# Exercise instructions
Write the records out again, keeping each line exactly as it is.

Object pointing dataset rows
— begin —

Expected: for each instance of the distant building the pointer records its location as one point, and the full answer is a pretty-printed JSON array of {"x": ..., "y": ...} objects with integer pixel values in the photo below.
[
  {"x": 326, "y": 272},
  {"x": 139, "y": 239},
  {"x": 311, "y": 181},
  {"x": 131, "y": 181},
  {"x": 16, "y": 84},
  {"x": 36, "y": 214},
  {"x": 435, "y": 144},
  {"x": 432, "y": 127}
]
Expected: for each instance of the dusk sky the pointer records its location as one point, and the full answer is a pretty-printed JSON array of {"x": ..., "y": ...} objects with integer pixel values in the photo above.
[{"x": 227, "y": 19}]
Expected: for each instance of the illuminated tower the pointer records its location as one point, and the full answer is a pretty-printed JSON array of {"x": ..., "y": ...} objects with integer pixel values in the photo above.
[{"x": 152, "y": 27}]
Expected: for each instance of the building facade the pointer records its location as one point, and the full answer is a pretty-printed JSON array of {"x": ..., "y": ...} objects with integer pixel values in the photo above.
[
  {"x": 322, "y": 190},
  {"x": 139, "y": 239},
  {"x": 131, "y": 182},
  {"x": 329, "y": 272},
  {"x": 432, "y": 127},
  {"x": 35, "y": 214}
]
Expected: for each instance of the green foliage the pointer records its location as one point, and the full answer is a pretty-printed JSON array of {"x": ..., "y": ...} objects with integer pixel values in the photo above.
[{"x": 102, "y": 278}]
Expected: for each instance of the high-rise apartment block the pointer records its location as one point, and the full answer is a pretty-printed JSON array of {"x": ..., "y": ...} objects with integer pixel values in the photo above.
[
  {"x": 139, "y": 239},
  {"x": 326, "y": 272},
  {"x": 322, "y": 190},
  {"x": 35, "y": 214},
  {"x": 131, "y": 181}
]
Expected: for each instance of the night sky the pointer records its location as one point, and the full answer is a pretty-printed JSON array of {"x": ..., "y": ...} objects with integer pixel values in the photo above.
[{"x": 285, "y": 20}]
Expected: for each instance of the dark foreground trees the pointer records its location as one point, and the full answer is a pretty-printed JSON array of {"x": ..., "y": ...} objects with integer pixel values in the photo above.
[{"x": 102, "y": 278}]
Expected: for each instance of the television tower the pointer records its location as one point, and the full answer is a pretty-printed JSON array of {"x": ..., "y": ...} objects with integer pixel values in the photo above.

— end —

# Written response
Expected: for each instance of the distant building the pointer records its location as one point, and the full answer is a pretty-printed JSON array of {"x": ..., "y": ...} objects with integer pixel values in the photo below.
[
  {"x": 326, "y": 272},
  {"x": 139, "y": 239},
  {"x": 311, "y": 181},
  {"x": 131, "y": 181},
  {"x": 16, "y": 84},
  {"x": 36, "y": 214},
  {"x": 435, "y": 144},
  {"x": 432, "y": 127}
]
Expected: for each instance of the dusk sky the pointer records its location as one point, and the full answer is a pretty-printed JSON array of {"x": ..., "y": ...} objects with integer pixel values in the photo above.
[{"x": 227, "y": 19}]
Expected: for each instance of the illuminated tower the pointer records its location as one point, and the full answer is a pretty-printed JSON array of {"x": ..., "y": ...} objects with integer pixel values in the photo above.
[{"x": 152, "y": 27}]
Expected: for each instance of the building facade the pointer records its location as one point, and the full answer is a pretty-printed JSON array of {"x": ..., "y": ...} objects with integer pixel values in the photo above.
[
  {"x": 322, "y": 190},
  {"x": 139, "y": 239},
  {"x": 131, "y": 182},
  {"x": 329, "y": 272},
  {"x": 432, "y": 127},
  {"x": 35, "y": 214}
]
Expected: for each instance of the green foliage the pointer records its location as one point, and the full answer is a pretty-printed JSON array of {"x": ..., "y": ...} objects with integer pixel values in the photo above.
[{"x": 102, "y": 278}]
Expected: for each instance of the high-rise apartment block the pointer records its location as one point, and the full answer is a pretty-printed JSON array of {"x": ..., "y": ...} objects with integer pixel values in the photo above.
[
  {"x": 139, "y": 239},
  {"x": 326, "y": 272},
  {"x": 322, "y": 190},
  {"x": 35, "y": 214},
  {"x": 131, "y": 181}
]
Expected: for each instance of the night sky the pointer records its location as one point, and the full answer is a pretty-printed JSON array of {"x": ..., "y": ...} objects with integer pixel values in the photo above.
[{"x": 285, "y": 20}]
Expected: for each instance of the dark foreground trees the pointer records its location as one point, and the full answer is a pretty-printed JSON array of {"x": ..., "y": ...} objects with integer pixel values in the photo above.
[{"x": 102, "y": 278}]
Expected: for each instance of the television tower the pointer records its location as one point, and the full answer is a pretty-printed JSON array of {"x": ..., "y": ...} objects with integer pixel values in the photo above.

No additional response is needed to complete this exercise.